Gynecomastia Surgery on the Overweight Man
A frequent defense for gynecomastia is to gain a lot of weight — often, as much as 100 pounds – in order to disguise the shame of having womanly breasts.
The thinking seems to be a flabby chest will seem normal if the rest of the body is heavy, too.
Teen boys with large breasts often do exactly that, gaining as much weight as possible.
It’s not a good idea.
For one, it’s hard on your body and your health. Keeping that excess weight into and through the 20s, creates a higher risk of developing type II diabetes, high blood pressure and perhaps sleep apnea.
Keeping that weight into your 30s and 40s, increases the risk of atherosclerosis, or arterial disease, which additionally puts you at risk of heart trouble.
Gaining weight also makes the job of the plastic surgeon job harder and the results of gynecomastia surgery less pleasing.
Here’s why:
Picking up a lot of weight stretches your skin and contributes to skin drooping and sagging if and when you get around to losing the excess weight. The skin loses its elasticity.
If you then opt for male breast reduction surgery, you’ll have more scars because more tissue and the lax, excessive skin must be removed from the chest.
So, if a patient has been heavy, the gynecomastia surgery to get a smooth, flat and contoured chest may require more than minimal scars.
Of course, in the best possible scenario, all patients would arrive on the day of surgery at their optimum weight.
But that doesn’t always happen. Time after time, patients tell me they are too embarrassed to exercise at the gym due to their so-called “man boobs”. (Gyms are especially rife with the cruel moniker, “bitch tits”.) And if they can’t exercise, they can’t lose the weight.

ACTION ITEM: Reproduce everything in the gynecomastia surgery text above, from "It’s not a good" down to "perhaps sleep apnea.", word for word.

EXTRACTED INFORMATION:

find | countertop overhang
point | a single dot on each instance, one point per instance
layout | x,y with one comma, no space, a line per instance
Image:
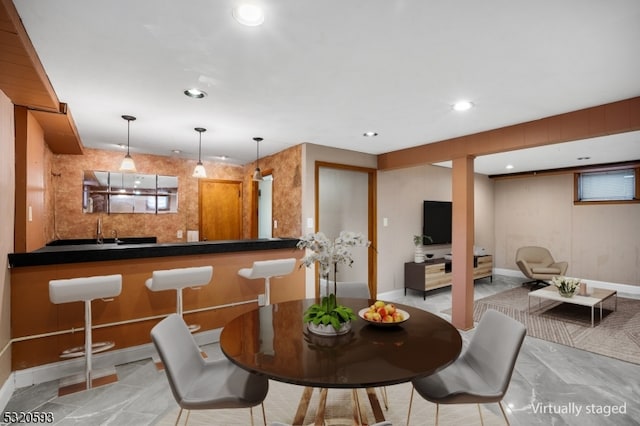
53,255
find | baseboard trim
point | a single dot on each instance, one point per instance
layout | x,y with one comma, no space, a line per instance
61,369
6,391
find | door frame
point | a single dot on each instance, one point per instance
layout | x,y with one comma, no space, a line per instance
372,229
200,193
253,208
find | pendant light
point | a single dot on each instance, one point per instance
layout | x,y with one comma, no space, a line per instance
257,174
127,164
199,171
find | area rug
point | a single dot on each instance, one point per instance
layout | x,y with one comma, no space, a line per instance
617,336
282,402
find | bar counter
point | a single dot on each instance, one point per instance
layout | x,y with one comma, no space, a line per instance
56,254
41,330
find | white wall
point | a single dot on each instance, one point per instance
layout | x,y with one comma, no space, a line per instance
600,242
310,154
7,223
344,206
400,196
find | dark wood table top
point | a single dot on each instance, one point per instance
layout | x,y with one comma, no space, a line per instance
274,341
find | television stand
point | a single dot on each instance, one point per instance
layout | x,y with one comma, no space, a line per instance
436,273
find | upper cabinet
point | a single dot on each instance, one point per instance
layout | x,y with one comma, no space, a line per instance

RESULT FOR THIS TASK:
It’s not a good idea.
For one, it’s hard on your body and your health. Keeping that excess weight into and through the 20s, creates a higher risk of developing type II diabetes, high blood pressure and perhaps sleep apnea.